_GIVEN REQUEST:_
Repeat every row below verbatim, keeping the original order.

Stored items
=-=-=-=-=

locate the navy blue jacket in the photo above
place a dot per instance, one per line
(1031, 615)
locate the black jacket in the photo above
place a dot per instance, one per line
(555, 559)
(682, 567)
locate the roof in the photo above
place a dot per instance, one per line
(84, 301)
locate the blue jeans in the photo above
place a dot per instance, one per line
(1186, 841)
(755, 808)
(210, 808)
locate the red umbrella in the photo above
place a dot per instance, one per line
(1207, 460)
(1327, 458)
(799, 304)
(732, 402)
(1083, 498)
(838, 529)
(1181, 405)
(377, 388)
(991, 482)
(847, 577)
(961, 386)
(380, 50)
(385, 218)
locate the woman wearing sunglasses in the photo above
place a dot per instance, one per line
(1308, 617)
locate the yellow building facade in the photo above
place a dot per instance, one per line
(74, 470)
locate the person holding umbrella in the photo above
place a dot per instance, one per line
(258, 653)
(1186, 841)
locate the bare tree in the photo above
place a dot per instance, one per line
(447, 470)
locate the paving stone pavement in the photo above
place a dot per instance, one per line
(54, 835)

=-=-=-=-=

_WRITTEN SOLUTION:_
locate the navy blue jacket in the photo above
place a dot per instance, one per line
(1031, 615)
locate the black jacket in the photo above
place a dot per instance, one per line
(555, 559)
(682, 567)
locate the roof in the photo above
place a dot per instance, one per line
(84, 301)
locate the blue jeans in the photo above
place a dot per instance, one per line
(1186, 841)
(755, 808)
(210, 808)
locate the red umbrella in the photo above
place a dot per instance, one per line
(1207, 460)
(1327, 458)
(799, 304)
(732, 402)
(1083, 498)
(838, 529)
(1181, 405)
(377, 388)
(991, 482)
(847, 577)
(961, 386)
(380, 50)
(385, 218)
locate the woman wearing sunglasses in the photo above
place a dot per instance, one per line
(1308, 617)
locate the yellow building facade in the photo above
place a dot per instance, one per line
(74, 470)
locate the person holding umbrella in the photo above
place a dot per instance, one per line
(258, 653)
(1186, 841)
locate the bare tree in the photo above
place a dot per instance, one per line
(447, 470)
locate the paving stone pavement in the photo above
place a dot per instance, one per line
(54, 835)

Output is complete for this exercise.